- WHAT THE TASK REQUIRES
The span to repeat in the listing below runs from the line containing "box: [172, 111, 177, 130]" to the line containing "box: [32, 105, 39, 152]", inclusive. Repeat it exactly, and only it.
>>>
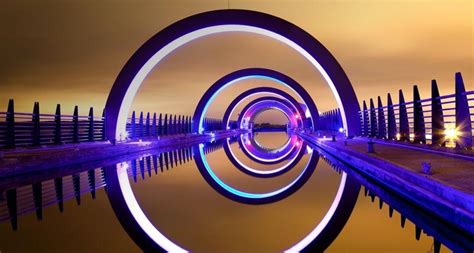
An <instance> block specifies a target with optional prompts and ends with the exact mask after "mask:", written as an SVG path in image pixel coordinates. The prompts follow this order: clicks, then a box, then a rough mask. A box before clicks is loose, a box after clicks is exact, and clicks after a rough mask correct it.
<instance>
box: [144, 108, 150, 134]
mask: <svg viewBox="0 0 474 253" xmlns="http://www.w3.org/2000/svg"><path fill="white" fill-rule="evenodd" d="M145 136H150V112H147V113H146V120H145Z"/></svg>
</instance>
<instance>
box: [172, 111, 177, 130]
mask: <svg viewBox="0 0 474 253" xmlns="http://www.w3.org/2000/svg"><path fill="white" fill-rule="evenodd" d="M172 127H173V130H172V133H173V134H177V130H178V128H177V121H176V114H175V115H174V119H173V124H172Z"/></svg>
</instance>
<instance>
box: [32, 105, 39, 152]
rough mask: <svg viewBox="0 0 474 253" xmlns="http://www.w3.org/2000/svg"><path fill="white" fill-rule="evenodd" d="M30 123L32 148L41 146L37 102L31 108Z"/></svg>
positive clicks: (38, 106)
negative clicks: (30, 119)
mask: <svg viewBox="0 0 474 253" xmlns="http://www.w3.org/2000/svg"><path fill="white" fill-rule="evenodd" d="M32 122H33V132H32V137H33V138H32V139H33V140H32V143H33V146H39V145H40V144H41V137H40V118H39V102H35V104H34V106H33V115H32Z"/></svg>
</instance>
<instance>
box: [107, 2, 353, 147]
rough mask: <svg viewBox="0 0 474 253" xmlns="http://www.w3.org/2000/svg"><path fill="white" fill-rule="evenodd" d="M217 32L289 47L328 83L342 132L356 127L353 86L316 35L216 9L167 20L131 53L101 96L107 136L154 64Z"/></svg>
<<<
>>>
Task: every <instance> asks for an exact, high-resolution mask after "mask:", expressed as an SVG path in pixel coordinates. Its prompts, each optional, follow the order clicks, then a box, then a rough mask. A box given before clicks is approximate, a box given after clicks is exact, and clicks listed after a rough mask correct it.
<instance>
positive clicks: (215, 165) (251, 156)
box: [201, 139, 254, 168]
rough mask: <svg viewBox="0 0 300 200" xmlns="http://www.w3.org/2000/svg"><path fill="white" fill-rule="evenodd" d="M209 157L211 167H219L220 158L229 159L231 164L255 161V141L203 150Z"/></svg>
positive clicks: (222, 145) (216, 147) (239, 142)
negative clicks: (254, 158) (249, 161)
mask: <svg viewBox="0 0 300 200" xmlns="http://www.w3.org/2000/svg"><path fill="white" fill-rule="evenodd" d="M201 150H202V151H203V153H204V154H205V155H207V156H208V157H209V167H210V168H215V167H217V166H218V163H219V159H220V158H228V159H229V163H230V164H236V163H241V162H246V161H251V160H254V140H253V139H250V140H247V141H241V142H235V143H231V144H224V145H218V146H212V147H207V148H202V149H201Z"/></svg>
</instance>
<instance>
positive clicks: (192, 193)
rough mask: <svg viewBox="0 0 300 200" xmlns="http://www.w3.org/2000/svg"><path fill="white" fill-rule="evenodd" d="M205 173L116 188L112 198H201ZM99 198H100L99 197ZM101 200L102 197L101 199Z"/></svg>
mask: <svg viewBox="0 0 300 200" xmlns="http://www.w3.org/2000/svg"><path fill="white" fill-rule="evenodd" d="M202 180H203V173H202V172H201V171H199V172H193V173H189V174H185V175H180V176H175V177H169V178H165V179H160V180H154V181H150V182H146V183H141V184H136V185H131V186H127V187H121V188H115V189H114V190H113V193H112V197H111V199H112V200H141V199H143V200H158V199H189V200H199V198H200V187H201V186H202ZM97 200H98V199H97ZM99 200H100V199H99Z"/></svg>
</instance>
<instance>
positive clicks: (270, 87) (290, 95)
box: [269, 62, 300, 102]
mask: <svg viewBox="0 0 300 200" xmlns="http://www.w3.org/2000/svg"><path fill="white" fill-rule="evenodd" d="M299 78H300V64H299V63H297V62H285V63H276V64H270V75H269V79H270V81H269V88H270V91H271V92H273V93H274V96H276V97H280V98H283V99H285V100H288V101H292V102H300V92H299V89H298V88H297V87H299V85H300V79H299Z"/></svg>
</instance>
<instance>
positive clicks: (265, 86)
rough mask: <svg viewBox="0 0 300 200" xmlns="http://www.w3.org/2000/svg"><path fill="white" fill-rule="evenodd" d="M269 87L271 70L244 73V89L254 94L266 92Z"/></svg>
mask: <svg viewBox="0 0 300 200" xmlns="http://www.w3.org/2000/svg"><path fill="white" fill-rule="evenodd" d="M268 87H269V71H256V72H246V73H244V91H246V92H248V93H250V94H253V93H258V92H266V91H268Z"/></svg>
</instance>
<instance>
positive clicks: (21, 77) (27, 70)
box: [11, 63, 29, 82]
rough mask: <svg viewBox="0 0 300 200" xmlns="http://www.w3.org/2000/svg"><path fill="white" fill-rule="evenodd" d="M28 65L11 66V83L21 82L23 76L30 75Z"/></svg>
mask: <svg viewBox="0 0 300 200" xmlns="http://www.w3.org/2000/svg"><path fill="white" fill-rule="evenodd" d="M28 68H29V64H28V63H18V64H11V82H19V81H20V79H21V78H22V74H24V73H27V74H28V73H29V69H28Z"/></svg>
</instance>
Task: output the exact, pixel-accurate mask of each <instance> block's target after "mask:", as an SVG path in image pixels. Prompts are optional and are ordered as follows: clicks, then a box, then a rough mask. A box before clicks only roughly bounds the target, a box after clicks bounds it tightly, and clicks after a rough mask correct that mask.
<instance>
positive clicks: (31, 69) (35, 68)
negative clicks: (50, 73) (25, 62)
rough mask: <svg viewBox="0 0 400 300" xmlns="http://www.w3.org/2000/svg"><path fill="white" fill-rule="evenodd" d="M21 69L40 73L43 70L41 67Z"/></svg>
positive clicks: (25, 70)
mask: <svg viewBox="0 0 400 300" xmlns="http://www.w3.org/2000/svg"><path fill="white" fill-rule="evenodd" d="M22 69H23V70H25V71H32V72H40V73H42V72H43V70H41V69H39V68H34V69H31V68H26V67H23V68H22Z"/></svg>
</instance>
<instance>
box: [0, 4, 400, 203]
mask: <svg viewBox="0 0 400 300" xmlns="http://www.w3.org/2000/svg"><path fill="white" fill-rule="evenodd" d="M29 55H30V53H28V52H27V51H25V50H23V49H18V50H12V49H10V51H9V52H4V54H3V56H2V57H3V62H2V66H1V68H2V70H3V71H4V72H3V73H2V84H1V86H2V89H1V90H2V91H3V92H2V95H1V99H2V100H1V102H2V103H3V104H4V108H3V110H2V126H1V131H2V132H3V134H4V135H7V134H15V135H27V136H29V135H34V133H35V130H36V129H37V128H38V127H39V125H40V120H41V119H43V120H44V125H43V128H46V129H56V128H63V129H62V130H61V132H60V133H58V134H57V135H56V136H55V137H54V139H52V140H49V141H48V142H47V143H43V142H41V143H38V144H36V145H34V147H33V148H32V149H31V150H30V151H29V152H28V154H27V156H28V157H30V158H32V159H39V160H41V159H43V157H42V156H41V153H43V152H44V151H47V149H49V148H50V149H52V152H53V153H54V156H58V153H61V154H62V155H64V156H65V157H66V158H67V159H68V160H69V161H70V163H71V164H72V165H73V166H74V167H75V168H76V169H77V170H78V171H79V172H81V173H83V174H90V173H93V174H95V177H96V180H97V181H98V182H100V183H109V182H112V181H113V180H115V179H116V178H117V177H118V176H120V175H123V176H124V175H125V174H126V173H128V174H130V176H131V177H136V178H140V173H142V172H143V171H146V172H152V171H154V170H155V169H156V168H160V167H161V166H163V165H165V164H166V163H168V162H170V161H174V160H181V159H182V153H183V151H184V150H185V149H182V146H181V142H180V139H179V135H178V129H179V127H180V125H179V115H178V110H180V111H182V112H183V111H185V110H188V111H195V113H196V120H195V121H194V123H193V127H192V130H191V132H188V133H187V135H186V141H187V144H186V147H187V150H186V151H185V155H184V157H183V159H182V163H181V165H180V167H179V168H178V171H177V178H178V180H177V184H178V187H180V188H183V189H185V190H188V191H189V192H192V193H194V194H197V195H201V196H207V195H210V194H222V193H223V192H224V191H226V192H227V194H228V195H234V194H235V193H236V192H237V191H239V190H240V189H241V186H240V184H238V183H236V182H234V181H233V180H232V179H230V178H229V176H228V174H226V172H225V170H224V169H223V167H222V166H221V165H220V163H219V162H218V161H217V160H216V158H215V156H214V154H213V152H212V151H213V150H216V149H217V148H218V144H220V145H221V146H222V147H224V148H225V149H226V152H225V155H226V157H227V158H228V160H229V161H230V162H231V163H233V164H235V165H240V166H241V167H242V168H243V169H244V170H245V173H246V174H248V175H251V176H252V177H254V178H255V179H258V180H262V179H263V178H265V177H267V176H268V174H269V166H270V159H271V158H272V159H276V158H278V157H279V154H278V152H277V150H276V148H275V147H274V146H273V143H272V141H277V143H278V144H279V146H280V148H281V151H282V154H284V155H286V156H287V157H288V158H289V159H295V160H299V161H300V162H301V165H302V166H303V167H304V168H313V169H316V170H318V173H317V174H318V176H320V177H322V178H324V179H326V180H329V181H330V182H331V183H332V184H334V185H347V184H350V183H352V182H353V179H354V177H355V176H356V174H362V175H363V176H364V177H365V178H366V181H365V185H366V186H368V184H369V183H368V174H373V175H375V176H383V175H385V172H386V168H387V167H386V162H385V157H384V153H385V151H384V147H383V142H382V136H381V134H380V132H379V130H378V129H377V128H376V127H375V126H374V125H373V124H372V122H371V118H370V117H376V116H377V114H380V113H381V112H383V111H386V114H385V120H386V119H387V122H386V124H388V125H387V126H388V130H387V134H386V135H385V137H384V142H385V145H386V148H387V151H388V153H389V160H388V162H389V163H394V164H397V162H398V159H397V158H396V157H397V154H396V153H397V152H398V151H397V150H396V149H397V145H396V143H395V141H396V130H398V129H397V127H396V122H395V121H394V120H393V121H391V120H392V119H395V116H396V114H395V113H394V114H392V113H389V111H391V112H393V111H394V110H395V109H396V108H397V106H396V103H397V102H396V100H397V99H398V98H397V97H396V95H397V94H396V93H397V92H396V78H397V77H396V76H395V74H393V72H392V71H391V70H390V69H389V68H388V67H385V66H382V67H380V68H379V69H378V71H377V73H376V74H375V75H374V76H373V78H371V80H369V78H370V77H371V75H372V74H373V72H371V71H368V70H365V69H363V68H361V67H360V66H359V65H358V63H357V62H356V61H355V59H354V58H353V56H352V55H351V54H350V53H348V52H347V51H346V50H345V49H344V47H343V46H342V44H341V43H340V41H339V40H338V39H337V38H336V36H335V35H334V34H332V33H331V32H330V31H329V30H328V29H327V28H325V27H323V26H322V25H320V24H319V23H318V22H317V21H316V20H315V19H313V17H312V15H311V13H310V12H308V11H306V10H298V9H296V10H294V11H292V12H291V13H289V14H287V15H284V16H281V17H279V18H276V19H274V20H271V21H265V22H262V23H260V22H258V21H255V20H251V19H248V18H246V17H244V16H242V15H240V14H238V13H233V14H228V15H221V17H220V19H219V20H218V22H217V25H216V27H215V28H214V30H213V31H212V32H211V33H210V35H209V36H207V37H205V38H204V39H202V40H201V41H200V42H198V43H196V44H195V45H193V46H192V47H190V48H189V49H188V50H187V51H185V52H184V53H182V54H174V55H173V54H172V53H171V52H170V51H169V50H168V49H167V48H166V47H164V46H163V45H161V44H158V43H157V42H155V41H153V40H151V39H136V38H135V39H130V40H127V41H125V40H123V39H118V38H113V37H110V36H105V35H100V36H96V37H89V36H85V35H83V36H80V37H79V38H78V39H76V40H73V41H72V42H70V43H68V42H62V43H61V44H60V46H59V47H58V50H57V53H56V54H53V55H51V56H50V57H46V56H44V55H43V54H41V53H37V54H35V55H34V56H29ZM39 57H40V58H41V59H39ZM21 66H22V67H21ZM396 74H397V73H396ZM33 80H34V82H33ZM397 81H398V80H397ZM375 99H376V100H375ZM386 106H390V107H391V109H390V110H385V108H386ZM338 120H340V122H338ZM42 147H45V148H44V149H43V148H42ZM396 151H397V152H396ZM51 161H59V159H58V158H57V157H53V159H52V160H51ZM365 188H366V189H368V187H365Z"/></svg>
<<<
>>>
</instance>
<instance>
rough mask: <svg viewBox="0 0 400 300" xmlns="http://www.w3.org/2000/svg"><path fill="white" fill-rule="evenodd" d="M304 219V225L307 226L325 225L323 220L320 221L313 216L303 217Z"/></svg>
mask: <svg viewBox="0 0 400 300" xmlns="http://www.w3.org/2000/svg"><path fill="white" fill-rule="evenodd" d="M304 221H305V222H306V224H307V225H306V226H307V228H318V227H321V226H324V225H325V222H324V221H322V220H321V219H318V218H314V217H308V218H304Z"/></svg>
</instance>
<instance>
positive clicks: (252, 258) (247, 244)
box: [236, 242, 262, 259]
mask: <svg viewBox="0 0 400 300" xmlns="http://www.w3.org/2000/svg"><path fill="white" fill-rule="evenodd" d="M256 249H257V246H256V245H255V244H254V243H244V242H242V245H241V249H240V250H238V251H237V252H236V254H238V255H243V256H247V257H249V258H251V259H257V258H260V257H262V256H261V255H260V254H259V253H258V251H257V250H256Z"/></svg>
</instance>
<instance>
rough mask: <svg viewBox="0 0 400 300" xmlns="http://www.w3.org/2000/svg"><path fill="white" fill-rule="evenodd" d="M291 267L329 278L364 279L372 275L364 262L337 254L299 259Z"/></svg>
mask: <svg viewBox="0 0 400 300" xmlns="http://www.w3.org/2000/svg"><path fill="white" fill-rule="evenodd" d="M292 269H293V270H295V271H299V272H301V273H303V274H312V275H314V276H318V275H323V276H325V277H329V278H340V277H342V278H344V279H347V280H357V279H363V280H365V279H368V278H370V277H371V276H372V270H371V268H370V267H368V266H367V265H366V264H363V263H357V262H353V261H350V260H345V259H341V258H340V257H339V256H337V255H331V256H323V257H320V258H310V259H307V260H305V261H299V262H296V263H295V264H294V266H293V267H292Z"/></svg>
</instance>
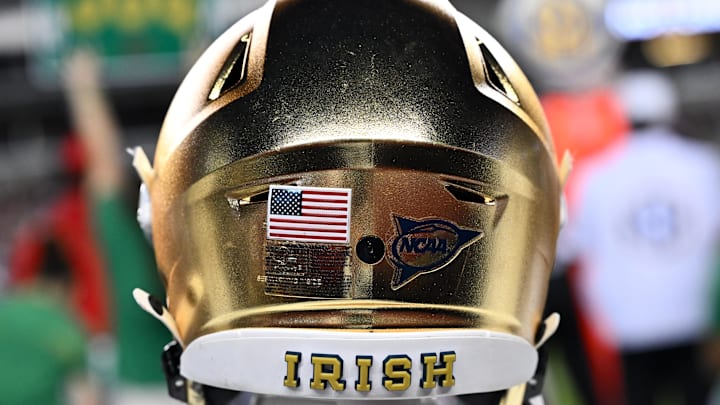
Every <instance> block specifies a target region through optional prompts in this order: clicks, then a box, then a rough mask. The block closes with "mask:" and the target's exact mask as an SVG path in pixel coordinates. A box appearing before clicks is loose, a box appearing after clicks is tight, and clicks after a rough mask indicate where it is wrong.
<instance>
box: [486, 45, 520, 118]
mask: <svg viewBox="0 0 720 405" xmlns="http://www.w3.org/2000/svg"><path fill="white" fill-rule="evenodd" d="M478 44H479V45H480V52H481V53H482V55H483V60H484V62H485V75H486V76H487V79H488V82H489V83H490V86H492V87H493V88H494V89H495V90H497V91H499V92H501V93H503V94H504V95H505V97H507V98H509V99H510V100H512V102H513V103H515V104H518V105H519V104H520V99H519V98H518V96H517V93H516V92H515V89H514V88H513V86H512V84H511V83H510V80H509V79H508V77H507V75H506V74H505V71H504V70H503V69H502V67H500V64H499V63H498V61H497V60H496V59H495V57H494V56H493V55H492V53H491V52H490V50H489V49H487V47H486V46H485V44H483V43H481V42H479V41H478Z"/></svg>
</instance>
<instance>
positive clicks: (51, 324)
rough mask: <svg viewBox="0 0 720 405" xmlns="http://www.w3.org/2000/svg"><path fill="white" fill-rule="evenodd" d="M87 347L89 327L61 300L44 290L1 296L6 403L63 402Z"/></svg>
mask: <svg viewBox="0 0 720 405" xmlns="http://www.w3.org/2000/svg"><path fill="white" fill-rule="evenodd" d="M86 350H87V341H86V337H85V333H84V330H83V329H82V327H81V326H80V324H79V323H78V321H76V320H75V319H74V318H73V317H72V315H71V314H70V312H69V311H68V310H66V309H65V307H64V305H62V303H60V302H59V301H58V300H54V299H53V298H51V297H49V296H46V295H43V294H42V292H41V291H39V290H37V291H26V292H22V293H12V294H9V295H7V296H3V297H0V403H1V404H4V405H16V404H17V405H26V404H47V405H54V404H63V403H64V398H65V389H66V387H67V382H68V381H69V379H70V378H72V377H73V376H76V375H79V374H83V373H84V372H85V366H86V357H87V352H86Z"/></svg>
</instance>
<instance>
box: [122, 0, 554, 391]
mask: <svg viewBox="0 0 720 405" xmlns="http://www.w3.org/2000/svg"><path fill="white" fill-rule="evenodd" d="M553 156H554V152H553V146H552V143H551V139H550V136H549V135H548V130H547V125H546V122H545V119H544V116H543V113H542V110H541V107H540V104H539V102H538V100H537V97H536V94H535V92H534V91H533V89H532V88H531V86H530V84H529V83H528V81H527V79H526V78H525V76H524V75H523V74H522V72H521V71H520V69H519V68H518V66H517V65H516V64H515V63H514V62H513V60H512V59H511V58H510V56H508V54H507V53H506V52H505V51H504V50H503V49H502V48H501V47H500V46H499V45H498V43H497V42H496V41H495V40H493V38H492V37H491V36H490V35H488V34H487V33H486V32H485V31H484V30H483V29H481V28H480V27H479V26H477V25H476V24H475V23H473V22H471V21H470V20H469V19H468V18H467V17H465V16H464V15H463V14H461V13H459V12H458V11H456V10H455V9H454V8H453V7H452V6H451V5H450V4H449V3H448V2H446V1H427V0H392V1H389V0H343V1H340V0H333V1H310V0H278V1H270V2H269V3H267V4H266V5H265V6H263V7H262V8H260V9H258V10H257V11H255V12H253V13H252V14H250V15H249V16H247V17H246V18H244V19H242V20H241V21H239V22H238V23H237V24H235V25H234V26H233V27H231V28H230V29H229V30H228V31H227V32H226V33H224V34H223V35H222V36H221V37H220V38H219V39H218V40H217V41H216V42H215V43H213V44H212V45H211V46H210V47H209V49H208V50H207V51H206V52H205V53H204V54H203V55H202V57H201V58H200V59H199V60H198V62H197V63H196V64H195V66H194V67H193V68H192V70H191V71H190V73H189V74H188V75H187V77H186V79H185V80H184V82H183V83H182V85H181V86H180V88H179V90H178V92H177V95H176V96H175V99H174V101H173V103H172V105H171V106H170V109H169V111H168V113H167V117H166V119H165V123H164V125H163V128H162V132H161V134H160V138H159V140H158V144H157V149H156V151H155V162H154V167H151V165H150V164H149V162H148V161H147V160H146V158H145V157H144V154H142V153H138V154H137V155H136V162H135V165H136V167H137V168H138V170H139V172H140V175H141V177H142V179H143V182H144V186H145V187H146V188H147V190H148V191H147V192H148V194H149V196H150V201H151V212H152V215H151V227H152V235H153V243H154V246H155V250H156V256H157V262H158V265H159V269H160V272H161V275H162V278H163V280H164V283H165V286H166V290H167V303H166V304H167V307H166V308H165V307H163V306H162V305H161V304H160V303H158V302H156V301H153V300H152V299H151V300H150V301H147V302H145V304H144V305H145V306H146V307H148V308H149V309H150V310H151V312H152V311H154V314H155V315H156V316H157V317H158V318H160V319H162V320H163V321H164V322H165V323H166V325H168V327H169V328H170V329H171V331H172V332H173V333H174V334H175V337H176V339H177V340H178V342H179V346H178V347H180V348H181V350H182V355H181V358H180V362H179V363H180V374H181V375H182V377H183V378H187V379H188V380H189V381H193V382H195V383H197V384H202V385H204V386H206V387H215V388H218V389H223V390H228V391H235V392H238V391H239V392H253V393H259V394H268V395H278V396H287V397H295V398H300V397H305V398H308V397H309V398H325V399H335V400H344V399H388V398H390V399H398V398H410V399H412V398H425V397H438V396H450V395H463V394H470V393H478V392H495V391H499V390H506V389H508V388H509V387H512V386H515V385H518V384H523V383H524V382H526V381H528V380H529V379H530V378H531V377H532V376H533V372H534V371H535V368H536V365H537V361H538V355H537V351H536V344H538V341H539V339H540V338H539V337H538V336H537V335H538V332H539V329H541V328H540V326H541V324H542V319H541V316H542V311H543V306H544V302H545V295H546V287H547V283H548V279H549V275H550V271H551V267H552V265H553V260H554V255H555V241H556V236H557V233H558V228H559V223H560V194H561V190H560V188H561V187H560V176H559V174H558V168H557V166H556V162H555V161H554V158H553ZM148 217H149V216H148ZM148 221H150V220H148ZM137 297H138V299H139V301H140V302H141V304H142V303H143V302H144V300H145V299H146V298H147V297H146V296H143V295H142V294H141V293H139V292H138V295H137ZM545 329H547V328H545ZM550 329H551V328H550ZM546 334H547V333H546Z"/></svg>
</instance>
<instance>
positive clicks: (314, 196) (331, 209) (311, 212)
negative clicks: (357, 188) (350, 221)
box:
<<<
- SOLVED PROBLEM
box: [172, 111, 177, 130]
mask: <svg viewBox="0 0 474 253" xmlns="http://www.w3.org/2000/svg"><path fill="white" fill-rule="evenodd" d="M172 127H173V130H172V133H173V134H177V130H178V128H177V121H176V114H175V115H174V119H173V124H172Z"/></svg>
</instance>
<instance>
box: [32, 105, 39, 152]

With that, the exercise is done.